- _What the task requires_
Check each line of the data for "white" and select those that have it.

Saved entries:
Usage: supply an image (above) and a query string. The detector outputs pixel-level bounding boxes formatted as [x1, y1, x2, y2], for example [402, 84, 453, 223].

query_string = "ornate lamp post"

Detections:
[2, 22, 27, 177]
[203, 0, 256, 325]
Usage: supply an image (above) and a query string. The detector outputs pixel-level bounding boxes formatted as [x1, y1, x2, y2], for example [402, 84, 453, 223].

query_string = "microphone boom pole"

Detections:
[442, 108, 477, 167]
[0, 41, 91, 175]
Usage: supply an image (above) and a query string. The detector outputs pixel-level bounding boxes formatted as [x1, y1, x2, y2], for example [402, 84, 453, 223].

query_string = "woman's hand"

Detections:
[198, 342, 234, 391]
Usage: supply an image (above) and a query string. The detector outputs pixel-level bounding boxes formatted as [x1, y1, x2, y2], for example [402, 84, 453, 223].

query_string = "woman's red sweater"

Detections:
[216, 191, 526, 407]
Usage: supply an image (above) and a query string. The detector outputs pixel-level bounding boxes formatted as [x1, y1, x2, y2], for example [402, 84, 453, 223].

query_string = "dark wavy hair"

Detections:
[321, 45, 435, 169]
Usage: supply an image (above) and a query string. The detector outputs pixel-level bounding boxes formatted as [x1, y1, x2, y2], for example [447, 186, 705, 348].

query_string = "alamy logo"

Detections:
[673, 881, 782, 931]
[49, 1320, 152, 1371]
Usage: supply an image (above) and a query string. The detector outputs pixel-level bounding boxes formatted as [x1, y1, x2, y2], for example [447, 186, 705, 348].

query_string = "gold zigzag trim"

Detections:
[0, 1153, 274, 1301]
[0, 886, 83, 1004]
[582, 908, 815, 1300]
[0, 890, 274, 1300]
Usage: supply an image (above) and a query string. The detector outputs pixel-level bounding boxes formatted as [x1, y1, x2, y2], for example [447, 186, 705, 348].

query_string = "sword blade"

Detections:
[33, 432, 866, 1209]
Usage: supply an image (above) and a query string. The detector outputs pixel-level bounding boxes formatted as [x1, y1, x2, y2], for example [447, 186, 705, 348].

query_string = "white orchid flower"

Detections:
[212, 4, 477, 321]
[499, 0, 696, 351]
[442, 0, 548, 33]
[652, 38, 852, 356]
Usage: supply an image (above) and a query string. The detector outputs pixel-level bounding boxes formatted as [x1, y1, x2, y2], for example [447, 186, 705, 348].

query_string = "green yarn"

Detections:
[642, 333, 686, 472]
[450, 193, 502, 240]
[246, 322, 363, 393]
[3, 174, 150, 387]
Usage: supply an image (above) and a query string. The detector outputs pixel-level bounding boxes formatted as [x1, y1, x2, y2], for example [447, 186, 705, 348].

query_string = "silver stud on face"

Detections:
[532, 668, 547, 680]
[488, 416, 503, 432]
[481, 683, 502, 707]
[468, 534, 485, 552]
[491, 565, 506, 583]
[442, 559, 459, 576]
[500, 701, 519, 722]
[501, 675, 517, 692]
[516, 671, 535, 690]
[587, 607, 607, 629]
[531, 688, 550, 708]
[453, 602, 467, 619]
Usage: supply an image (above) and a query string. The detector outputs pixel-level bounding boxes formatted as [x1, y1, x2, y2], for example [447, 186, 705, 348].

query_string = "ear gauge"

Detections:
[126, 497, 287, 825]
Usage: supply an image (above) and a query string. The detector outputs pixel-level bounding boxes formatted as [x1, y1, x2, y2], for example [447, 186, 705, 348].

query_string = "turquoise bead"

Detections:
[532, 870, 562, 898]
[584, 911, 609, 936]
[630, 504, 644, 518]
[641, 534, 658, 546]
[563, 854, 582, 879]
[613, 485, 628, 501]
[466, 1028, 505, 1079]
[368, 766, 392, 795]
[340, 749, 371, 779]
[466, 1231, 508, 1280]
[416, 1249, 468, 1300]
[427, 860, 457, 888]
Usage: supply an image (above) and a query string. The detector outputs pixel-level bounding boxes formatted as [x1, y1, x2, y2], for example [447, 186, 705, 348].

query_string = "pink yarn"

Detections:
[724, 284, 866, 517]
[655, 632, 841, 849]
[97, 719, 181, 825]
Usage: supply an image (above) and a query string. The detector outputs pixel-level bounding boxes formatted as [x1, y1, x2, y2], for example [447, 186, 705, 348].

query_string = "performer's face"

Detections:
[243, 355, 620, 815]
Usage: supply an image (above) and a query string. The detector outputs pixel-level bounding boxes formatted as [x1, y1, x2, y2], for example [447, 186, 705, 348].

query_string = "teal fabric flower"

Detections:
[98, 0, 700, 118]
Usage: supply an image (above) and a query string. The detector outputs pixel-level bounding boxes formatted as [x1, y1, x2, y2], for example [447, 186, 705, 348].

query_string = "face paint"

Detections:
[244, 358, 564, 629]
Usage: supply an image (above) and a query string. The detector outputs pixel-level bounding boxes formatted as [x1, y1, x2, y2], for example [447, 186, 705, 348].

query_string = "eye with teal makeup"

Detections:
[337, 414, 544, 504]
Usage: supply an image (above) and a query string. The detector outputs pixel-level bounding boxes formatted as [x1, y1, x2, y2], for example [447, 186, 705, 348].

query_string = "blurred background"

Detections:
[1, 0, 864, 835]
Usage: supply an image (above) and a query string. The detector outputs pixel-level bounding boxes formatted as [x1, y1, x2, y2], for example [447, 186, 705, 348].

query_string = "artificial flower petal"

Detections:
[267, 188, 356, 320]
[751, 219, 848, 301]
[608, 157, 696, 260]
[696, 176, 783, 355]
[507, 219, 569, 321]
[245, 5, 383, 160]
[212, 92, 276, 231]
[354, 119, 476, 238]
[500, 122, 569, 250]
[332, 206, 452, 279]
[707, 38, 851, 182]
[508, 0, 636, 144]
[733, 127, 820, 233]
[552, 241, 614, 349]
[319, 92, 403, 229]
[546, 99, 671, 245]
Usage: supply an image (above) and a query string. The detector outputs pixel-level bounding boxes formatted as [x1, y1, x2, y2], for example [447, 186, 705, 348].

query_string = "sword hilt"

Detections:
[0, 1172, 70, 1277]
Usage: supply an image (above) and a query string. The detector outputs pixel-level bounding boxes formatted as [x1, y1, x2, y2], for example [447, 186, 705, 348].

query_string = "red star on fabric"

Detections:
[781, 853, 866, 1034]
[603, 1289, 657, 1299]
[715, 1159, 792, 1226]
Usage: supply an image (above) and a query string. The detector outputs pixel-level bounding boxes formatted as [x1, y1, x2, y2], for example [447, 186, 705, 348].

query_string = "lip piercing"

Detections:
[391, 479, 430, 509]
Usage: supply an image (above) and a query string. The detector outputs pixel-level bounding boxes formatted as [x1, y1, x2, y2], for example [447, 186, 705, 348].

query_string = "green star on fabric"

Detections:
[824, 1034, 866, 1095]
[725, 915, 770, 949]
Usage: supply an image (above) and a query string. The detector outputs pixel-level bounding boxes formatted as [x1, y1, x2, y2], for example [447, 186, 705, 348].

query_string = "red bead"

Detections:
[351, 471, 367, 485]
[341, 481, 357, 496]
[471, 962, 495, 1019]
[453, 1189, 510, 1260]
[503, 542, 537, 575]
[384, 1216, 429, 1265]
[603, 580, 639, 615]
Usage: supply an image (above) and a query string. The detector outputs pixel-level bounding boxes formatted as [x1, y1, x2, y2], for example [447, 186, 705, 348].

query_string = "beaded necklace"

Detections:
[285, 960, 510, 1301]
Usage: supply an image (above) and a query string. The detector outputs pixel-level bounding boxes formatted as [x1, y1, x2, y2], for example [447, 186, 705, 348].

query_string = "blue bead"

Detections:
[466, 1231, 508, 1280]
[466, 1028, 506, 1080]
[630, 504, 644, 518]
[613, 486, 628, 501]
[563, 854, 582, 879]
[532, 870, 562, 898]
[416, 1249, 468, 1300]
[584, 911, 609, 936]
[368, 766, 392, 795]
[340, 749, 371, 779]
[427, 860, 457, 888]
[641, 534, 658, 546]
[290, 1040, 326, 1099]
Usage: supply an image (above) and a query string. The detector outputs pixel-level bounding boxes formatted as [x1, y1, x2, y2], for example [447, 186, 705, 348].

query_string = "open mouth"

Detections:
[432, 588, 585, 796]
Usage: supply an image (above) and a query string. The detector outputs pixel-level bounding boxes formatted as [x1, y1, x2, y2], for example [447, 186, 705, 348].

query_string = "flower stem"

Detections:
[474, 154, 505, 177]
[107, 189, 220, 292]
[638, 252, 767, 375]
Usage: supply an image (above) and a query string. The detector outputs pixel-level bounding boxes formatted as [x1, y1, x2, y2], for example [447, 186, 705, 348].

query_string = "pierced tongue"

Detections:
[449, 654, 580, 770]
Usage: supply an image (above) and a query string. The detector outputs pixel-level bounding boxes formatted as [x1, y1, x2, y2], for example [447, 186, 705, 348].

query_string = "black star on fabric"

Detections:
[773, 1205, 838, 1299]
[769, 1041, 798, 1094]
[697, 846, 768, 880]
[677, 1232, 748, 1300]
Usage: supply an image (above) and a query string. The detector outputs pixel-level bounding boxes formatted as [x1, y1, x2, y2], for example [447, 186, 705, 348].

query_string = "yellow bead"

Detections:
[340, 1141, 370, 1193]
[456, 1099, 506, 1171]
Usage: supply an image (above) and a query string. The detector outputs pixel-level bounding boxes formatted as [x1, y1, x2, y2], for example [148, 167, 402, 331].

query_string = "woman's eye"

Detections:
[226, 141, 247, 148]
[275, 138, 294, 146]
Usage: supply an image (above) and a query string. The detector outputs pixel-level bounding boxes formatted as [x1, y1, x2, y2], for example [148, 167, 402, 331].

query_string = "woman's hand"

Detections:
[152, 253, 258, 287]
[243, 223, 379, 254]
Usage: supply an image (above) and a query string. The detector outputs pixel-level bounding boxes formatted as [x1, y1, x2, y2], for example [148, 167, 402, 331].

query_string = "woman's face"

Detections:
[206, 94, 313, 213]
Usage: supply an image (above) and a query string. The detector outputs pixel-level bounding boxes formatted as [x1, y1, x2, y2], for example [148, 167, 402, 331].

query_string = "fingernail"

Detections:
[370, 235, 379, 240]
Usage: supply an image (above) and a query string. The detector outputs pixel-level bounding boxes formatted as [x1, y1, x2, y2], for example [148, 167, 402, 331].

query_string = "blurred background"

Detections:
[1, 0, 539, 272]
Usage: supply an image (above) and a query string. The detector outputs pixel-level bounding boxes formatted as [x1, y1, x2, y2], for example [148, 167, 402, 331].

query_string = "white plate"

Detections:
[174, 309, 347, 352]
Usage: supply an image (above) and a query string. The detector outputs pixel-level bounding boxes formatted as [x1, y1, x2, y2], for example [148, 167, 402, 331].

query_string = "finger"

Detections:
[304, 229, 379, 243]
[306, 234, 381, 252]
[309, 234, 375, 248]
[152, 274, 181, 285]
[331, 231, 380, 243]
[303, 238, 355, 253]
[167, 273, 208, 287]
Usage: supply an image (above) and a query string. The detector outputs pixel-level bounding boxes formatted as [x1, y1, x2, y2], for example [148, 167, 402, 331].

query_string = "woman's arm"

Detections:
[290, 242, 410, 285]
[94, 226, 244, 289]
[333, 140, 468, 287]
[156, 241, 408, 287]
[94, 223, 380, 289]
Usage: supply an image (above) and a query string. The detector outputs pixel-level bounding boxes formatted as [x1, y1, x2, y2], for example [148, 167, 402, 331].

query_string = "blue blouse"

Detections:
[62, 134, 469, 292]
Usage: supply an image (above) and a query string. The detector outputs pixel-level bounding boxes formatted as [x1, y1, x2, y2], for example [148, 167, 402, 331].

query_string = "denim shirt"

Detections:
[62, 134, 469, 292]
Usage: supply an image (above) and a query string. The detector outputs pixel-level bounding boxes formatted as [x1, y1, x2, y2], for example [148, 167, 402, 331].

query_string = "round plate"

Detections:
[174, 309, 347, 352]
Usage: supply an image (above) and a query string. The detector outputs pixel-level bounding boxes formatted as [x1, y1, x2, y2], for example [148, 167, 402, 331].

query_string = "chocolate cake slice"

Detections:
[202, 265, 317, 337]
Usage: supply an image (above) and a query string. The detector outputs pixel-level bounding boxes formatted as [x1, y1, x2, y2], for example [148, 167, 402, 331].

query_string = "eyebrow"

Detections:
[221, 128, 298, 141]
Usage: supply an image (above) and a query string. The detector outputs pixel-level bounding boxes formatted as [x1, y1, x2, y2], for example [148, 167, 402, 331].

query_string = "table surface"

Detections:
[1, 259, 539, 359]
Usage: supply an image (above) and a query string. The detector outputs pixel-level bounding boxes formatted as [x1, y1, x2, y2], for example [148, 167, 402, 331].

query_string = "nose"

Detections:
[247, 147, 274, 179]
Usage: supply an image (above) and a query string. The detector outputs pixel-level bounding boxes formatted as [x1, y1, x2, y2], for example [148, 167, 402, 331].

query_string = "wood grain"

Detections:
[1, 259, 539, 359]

- _Your solution_
query_string = "white orchid flower"
query_string = "white plate"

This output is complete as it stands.